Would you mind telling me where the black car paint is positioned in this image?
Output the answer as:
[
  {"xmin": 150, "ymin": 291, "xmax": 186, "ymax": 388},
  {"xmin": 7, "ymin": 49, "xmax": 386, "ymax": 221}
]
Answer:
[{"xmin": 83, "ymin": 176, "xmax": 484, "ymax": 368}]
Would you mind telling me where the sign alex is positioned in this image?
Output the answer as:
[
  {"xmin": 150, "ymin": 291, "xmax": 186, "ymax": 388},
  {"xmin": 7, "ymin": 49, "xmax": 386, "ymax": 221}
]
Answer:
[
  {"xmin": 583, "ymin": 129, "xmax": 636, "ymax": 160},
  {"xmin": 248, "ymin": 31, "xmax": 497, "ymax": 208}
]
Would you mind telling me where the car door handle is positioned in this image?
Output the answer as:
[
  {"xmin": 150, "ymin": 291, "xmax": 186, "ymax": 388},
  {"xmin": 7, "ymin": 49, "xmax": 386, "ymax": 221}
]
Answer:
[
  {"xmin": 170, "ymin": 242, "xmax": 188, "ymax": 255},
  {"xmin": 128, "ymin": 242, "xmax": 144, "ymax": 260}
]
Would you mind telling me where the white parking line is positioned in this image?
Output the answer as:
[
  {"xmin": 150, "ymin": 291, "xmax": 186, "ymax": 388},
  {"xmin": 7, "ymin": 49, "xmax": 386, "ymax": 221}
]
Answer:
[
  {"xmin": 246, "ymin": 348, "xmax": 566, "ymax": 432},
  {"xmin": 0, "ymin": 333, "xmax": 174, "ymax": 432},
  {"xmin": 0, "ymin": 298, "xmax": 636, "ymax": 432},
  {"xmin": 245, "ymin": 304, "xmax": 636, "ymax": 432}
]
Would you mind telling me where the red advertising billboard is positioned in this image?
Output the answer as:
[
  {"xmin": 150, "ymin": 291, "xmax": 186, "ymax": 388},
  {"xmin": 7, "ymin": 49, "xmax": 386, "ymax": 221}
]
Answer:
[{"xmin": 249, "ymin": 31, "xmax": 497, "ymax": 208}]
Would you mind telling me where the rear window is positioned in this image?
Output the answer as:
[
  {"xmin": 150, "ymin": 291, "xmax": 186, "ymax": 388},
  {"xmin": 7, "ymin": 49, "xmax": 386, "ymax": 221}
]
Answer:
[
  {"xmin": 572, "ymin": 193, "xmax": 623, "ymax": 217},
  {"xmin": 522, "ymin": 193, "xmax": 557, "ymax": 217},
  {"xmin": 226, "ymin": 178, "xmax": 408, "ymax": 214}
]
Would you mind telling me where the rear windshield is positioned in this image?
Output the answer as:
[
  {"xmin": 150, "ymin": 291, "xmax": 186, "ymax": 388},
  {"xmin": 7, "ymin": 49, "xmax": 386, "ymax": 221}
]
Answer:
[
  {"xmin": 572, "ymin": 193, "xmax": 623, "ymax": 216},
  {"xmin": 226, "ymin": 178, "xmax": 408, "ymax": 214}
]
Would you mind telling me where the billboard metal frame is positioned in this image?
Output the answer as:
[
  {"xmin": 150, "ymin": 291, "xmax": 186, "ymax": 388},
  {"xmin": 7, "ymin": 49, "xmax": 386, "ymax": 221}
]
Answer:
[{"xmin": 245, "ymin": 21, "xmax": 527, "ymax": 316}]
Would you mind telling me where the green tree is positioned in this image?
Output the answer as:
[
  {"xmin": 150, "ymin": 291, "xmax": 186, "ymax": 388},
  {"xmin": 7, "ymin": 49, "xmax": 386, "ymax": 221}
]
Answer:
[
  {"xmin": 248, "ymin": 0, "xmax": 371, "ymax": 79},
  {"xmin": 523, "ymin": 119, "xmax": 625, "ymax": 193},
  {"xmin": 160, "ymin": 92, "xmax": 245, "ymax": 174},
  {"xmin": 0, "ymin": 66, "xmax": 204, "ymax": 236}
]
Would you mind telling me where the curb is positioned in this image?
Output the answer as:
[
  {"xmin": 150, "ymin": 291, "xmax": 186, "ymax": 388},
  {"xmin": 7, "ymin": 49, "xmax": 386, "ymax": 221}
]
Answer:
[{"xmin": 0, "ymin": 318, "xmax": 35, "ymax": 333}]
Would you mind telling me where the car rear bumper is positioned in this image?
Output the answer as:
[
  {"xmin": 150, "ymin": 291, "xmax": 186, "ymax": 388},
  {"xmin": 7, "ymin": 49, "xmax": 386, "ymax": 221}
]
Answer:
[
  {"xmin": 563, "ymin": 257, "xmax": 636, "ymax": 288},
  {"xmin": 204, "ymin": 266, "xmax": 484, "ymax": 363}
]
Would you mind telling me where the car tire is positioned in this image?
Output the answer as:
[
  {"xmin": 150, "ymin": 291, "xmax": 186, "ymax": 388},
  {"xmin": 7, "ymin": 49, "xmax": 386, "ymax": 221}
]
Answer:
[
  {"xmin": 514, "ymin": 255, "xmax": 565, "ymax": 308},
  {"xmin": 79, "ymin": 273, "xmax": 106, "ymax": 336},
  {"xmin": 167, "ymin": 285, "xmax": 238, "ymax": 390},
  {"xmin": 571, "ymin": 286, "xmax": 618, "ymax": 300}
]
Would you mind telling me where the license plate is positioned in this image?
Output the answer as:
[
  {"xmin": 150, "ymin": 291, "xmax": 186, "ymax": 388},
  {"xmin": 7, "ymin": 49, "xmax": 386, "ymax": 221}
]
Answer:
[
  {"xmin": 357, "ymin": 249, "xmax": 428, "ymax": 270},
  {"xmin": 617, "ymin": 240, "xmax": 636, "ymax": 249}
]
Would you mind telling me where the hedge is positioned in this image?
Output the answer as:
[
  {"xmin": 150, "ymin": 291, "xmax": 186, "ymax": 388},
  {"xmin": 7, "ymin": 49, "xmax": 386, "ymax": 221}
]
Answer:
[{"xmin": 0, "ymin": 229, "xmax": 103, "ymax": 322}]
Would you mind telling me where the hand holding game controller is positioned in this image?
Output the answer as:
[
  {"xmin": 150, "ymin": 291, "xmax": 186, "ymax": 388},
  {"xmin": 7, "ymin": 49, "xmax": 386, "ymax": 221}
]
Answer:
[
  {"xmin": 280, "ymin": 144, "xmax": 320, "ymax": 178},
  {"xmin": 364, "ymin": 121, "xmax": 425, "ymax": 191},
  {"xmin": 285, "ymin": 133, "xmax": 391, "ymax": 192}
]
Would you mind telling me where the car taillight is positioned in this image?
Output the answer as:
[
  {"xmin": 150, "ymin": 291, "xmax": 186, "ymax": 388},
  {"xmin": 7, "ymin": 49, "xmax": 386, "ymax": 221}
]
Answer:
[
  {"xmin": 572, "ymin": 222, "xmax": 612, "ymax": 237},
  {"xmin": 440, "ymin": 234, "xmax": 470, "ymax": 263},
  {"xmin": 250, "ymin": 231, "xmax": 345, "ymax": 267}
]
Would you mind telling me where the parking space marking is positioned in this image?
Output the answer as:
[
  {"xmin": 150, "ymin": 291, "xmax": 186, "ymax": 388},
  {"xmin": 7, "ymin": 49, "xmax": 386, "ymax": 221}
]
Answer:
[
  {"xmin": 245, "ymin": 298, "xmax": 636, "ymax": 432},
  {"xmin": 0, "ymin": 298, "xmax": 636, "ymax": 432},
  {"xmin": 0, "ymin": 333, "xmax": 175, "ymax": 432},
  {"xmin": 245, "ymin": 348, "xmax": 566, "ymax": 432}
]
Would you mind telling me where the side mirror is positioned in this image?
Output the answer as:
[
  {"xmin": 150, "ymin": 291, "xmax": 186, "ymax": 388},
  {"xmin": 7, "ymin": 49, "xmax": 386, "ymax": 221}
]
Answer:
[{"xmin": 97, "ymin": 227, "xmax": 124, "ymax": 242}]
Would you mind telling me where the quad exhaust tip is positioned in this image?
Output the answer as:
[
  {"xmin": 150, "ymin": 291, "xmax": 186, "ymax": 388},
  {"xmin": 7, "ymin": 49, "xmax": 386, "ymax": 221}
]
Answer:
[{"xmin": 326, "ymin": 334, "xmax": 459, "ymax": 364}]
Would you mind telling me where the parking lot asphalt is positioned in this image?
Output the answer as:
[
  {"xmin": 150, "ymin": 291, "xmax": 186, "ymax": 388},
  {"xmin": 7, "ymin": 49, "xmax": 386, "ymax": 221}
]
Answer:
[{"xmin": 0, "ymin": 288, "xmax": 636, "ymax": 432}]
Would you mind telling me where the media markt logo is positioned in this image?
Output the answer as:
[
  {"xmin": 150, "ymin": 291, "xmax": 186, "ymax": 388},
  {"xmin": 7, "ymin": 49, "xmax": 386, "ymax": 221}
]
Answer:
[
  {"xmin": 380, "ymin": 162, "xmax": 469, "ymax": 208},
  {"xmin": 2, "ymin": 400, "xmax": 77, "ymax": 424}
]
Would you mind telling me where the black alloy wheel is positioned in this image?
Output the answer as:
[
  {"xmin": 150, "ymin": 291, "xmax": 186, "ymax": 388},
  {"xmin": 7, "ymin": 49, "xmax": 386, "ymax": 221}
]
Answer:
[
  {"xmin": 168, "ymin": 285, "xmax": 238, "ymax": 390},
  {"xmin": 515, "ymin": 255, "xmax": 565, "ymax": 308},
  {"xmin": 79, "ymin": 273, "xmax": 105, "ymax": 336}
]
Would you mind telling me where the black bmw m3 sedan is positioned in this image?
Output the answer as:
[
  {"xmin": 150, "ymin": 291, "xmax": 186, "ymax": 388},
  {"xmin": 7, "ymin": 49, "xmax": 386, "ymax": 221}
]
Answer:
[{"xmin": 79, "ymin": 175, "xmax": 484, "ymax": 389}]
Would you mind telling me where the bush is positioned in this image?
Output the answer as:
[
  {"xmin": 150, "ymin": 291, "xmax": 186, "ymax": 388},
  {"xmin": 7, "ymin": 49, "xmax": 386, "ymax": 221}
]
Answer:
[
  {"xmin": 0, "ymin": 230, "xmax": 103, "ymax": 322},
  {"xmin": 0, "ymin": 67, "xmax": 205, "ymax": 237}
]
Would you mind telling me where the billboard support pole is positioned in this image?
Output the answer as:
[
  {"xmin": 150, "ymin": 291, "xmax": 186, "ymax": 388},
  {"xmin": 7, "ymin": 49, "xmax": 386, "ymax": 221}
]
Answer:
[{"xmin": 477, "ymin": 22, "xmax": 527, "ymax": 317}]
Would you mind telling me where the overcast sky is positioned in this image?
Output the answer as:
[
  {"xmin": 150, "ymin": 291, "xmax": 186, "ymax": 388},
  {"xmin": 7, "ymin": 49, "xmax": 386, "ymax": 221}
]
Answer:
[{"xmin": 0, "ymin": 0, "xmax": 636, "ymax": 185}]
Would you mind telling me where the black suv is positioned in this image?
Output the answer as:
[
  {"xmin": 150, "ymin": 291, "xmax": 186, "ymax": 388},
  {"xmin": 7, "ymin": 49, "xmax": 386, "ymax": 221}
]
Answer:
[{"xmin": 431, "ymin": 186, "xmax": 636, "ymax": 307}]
________
What the exercise asks:
Reproduce verbatim the lines of the data above, beginning with the line that contains "Would you mind telling me where the black suv" and continuing through the final line of the data.

Task solution:
Would you mind telling me where the black suv is positioned in this image?
Output the answer as:
[
  {"xmin": 150, "ymin": 291, "xmax": 186, "ymax": 388},
  {"xmin": 7, "ymin": 49, "xmax": 386, "ymax": 221}
]
Answer:
[{"xmin": 431, "ymin": 186, "xmax": 636, "ymax": 307}]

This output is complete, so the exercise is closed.